*** Opening of Extract provided ***
U.S. Senate Republicans shy away from proposed 15-week national abortion ban
U.S. Senate Minority Leader Sen. Mitch McConnell (R-Kentucky) returns to his office after a weekly Republican policy luncheon at the U.S. Capitol September 13, 2022 in Washington, D.C. Members of the Senate GOP held a weekly policy luncheon to discuss the Republican agenda. (Photo by Alex Wong / Getty Images)
WASHINGTON — U.S. Senate Republicans are skeptical about a 15-week nationwide abortion ban that GOP Sen. Lindsey Graham introduced Tuesday, with some saying they want to leave the issue to state lawmakers instead of taking it up in Congress.
“I think most of the members of my conference prefer that this be dealt with at the state level,” Senate Republican Leader Mitch McConnell said during a press conference.
Missouri Sen. Roy Blunt agreed, later saying during a brief interview “that’s best left to the states.”
Sen. Rick Scott of Florida said he plans to review the legislation, but declined to say if he’d back it, or if he supports the general idea of banning abortions nationwide after 15 weeks.
“My position is there are to be reasonable restrictions and there’ll be exceptions for rape, incest and the life of the mother,” Scott said.
Graham’s abortion bill would allow exceptions for rape, incest, or the life or health of the pregnant patient, though not if the diagnosis includes “psychological or emotional conditions.”
*** Close of Extract provided ***
*** Opening of Extracted information ***
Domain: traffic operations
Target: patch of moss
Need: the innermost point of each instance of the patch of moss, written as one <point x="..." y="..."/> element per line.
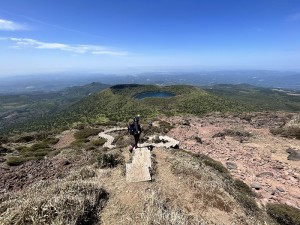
<point x="284" y="214"/>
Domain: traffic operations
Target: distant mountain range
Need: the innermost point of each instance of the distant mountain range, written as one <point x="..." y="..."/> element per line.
<point x="54" y="82"/>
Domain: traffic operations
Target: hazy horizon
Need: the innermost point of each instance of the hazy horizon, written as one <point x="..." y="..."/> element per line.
<point x="137" y="36"/>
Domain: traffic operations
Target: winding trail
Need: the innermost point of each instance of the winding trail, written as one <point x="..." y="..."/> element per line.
<point x="110" y="138"/>
<point x="139" y="169"/>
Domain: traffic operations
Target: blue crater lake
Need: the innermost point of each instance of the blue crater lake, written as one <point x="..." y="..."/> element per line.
<point x="156" y="94"/>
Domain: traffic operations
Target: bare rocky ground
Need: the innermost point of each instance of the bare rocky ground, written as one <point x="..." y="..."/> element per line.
<point x="183" y="191"/>
<point x="260" y="160"/>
*** Close of Extracted information ***
**Exercises to complete:**
[1] In the article on the proposed abortion ban, reproduce the stretch from "Sen. Rick Scott" through "after 15 weeks.", substituting "bill" for "legislation".
[2] Condense the paragraph of the article on the proposed abortion ban that begins "WASHINGTON — U.S. Senate Republicans are skeptical" into a single shorter sentence that keeps its main facts.

**Numbered responses:**
[1]
Sen. Rick Scott of Florida said he plans to review the bill, but declined to say if he’d back it, or if he supports the general idea of banning abortions nationwide after 15 weeks.

[2] Senate Republicans doubt the 15-week nationwide abortion ban Sen. Lindsey Graham introduced Tuesday, and some would rather leave the issue to state lawmakers than to Congress.